## EXERCISE OBJECTIVE
Return the full listing, character for character.
⟨
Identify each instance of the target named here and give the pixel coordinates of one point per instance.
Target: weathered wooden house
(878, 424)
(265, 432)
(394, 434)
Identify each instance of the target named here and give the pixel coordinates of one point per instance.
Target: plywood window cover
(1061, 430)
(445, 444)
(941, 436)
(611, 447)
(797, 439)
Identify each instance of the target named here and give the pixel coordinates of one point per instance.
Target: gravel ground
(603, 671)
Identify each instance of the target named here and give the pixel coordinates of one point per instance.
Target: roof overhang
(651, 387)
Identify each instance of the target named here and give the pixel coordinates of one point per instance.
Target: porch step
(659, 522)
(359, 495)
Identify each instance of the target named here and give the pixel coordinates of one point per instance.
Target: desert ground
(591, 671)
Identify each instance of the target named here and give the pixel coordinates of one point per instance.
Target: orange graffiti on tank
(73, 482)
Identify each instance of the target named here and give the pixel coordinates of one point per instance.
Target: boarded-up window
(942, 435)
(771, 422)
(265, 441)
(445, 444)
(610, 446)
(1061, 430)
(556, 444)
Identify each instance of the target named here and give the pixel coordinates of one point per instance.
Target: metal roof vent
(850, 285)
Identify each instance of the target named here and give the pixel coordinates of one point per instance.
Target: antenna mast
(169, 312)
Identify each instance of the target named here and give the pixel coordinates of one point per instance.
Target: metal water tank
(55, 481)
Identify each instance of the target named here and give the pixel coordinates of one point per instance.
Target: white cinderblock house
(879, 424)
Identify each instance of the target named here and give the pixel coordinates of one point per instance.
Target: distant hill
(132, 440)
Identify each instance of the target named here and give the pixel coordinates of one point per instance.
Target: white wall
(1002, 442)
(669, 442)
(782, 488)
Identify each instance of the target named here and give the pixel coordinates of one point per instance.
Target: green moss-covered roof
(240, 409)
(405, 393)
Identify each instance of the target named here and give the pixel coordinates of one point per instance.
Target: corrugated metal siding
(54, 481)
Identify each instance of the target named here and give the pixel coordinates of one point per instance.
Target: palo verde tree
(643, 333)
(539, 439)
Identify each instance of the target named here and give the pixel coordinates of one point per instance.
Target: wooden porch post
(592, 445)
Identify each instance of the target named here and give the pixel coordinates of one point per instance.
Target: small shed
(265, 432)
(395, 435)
⟩
## OUTPUT OF THE TASK
Identify each instance of the target named here and give the pixel coordinates of one point per instance.
Target: weathered wooden house
(878, 424)
(265, 432)
(394, 434)
Identify each instance of the target named here and give the pixel coordinates of one point per instance.
Target: plywood window cover
(1061, 430)
(445, 444)
(941, 436)
(611, 447)
(797, 439)
Identify each instance of the target named here and give the pixel coordinates of one point per instance.
Target: gravel ground
(603, 671)
Identify each instance of the target named here and give the pixel coordinates of one point per instance.
Target: roof overhang
(651, 387)
Identify each instance of the target named here and give the pixel coordinates of one point per instance.
Target: porch step
(659, 522)
(359, 495)
Identify each instance of the target named here and give the pixel coordinates of one point per instance.
Target: desert ground
(591, 671)
Identify each instance of the target named here and give the pixel coordinates of one point per instance.
Target: orange graffiti on tank
(73, 482)
Identify each instance of the target named here and give the pixel coordinates of one point per instance.
Target: boarded-up window
(942, 435)
(771, 422)
(265, 441)
(445, 444)
(610, 446)
(1061, 430)
(556, 444)
Identify each instance of the target named here and give the pixel coordinates of one point per instance.
Target: metal roof vent
(850, 285)
Identify each instance of the target named here and give the pixel coordinates of one point per instance.
Target: antenna mast
(169, 312)
Identify each instance of the target named here and give the pixel coordinates of one point per instance.
Target: metal water tank
(55, 481)
Identify each instance of the target named here and give the pixel coordinates of one point per instance.
Target: white cinderblock house
(879, 424)
Identify each instance of the target named here and give the pixel coordinates of one point per instance.
Target: distant hill
(132, 440)
Identify each instance of the target named here and give the pixel coordinates of one point per instance.
Target: white wall
(1002, 442)
(669, 442)
(782, 488)
Identify each instance of the target named here and give the pixel coordinates of one point per instance.
Target: green moss-covered roof
(240, 409)
(405, 393)
Identify each instance of the target named here and give the pixel coordinates of one point per instance.
Target: corrugated metal siding
(54, 481)
Identify each instance of the target named here and give the pixel coordinates of one point per instance.
Target: palo verde tree
(643, 333)
(539, 439)
Identify each instance of the target named here and give the pixel coordinates of one point per instance.
Target: wooden porch post
(592, 445)
Identify each instance of the target named here and give the pixel coordinates of one point per instance.
Target: small shed
(265, 432)
(395, 435)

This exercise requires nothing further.